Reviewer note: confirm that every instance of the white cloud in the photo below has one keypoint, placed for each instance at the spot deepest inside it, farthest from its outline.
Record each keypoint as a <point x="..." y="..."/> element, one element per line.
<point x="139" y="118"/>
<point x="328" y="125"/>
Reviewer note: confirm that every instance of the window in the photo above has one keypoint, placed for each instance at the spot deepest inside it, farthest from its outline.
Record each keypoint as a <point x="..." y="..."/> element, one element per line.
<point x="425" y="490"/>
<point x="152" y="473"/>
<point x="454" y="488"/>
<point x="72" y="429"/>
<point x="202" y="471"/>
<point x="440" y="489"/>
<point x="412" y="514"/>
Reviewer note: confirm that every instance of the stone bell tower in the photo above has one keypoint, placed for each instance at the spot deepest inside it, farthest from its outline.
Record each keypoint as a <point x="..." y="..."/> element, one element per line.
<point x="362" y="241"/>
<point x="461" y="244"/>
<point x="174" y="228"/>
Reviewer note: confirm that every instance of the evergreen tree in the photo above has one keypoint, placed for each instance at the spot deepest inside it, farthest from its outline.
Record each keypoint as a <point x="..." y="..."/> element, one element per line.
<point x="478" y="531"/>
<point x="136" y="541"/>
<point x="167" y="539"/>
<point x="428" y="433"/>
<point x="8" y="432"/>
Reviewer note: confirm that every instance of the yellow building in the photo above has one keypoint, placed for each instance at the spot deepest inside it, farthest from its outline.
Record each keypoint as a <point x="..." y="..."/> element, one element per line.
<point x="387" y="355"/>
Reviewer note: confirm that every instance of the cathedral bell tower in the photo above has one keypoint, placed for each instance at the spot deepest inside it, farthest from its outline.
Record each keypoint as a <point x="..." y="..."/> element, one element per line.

▶ TASK GOAL
Copy word for word every line of the records from the one containing "Reviewer note: confirm that every instance of the yellow" through the last line of the records.

▶ EXPECTED ANSWER
Reviewer note: confirm that every instance of the yellow building in the photo above has one keypoint, placed for each instance at the spot deepest inside it, farthest from its outline.
Record each keypoint as a <point x="..." y="..."/> element, one element per line.
<point x="387" y="355"/>
Reviewer note: confirm that every instance of the cathedral bell tower in the photo above has one keypoint, placed for each instance at the spot deepest inside it, farthest from its outline.
Record each keypoint as a <point x="..." y="..."/> element, one element per line.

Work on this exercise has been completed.